Rewrite the stretch of the barley text from "As well as carbohydrates, proteins, mineral" through "stronger than D-alpha-tocopherole.", replacing "compounds" with "constituents".

◆ PAGE EXTRACT ◆
···

Barley (hordeum vulgare) belongs to the grass family (gramineae). It is found, above all, in moderate climates, but it has spread further north and south than rye, for example, and thrives both in the sub-tropics and on high ground. There are two distinctly different forms of barley – two-rowed with large grains and the multi-rowed with 4–6 rows of mostly smaller grains. Many types of barley have a short stalk length and overhanging ears and the covering glumes have very long beards. The beards are equipped with barbs. They serve the purpose of natural dissemination by getting caught in the coats of animals as they roam past and are carried further in this way.
None of the well-known cereal types such as wheat, rye, barley and oats actually originates from Central Europe. This means these cereals did not belong here until after human beings began cultivating fields. However, it has been possible to prove that barley was indeed a field crop in the oldest Neolithic age along with emmer and one-grained wheat. Thus it seems to have been one of the first to have been subjected to cultivation. In North Germany barley was even the only crop in some places during this period. In the Middle Ages rye then became the main bread crop and barley, in general, only played a subordinate role. In climatically cooler regions, however, barley retained its great significance.
As well as carbohydrates, proteins, mineral substances and fibres, mature barley also contains approx. 1.8–2.3% fat. If this fat is extracted carefully from the barley, then it contains more tocotrienole (vitamin E) than every other oil.
Vitamin E is formed solely from plants. Vitamin E occurring in such a natural way consists of up to eight different compounds. These are called tocopheroles and tocotrienoles. Here the efficacy of the compounds varies. D-alpha-tocotrienole which occurs naturally has an anti-oxidative effect 50 times stronger than D-alpha-tocopherole.
Natural and synthetic vitamin E
Natural vitamin E has an extremely complex structure, which can never by copied exactly by the chemical synthesis methods.
The most important function which vitamin E takes over in the human body is protection of the unsaturated fatty acids from oxidation, i.e. from becoming “rancid”. If fatty acids are damaged, for example by oxidative processes, this can accelerate the ageing process of the cells. This protective function is also especially important for the sensitive cell membranes. For these contain a lot of unsaturated fatty acids and with damaged membranes they can no longer fulfil their tasks properly.

···

◆ EXTRACTED INFORMATION ◆
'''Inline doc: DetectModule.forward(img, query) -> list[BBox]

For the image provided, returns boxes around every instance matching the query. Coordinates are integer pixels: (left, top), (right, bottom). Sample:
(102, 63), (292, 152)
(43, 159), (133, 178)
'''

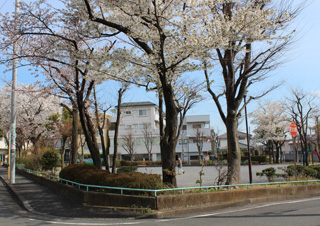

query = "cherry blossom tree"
(0, 84), (61, 154)
(201, 0), (302, 184)
(251, 101), (290, 163)
(1, 2), (119, 168)
(75, 0), (214, 186)
(288, 89), (316, 166)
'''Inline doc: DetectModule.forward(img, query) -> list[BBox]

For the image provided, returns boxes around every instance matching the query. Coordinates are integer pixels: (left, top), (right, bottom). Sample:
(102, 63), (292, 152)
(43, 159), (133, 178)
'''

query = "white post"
(9, 0), (19, 184)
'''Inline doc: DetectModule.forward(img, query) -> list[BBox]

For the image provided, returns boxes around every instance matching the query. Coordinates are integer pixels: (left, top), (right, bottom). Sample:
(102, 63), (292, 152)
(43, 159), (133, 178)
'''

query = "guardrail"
(22, 169), (320, 197)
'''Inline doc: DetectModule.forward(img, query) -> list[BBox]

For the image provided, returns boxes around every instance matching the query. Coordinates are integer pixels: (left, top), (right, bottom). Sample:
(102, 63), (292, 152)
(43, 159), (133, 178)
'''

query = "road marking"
(29, 218), (141, 226)
(156, 197), (320, 222)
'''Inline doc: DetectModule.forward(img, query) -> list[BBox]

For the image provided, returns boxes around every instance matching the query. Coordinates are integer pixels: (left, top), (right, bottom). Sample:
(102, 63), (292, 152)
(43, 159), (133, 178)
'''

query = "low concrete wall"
(157, 184), (320, 210)
(16, 169), (157, 209)
(17, 169), (320, 213)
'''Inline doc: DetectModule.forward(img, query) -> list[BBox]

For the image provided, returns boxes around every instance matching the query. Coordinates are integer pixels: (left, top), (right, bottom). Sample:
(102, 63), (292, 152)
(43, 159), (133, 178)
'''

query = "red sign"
(289, 122), (298, 137)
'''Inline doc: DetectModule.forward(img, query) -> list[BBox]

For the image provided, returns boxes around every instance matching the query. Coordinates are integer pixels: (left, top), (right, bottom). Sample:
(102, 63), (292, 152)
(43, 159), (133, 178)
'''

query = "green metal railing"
(23, 169), (320, 197)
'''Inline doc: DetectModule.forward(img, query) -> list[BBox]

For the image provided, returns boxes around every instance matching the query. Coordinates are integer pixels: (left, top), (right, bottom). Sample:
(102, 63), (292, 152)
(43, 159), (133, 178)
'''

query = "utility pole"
(9, 0), (19, 184)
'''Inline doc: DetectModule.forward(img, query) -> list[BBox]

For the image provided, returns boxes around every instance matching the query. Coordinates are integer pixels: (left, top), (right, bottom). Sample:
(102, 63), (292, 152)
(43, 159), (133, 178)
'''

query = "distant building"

···

◆ TASK SOLUTION ◆
As well as carbohydrates, proteins, mineral substances and fibres, mature barley also contains approx. 1.8–2.3% fat. If this fat is extracted carefully from the barley, then it contains more tocotrienole (vitamin E) than every other oil.
Vitamin E is formed solely from plants. Vitamin E occurring in such a natural way consists of up to eight different constituents. These are called tocopheroles and tocotrienoles. Here the efficacy of the constituents varies. D-alpha-tocotrienole which occurs naturally has an anti-oxidative effect 50 times stronger than D-alpha-tocopherole.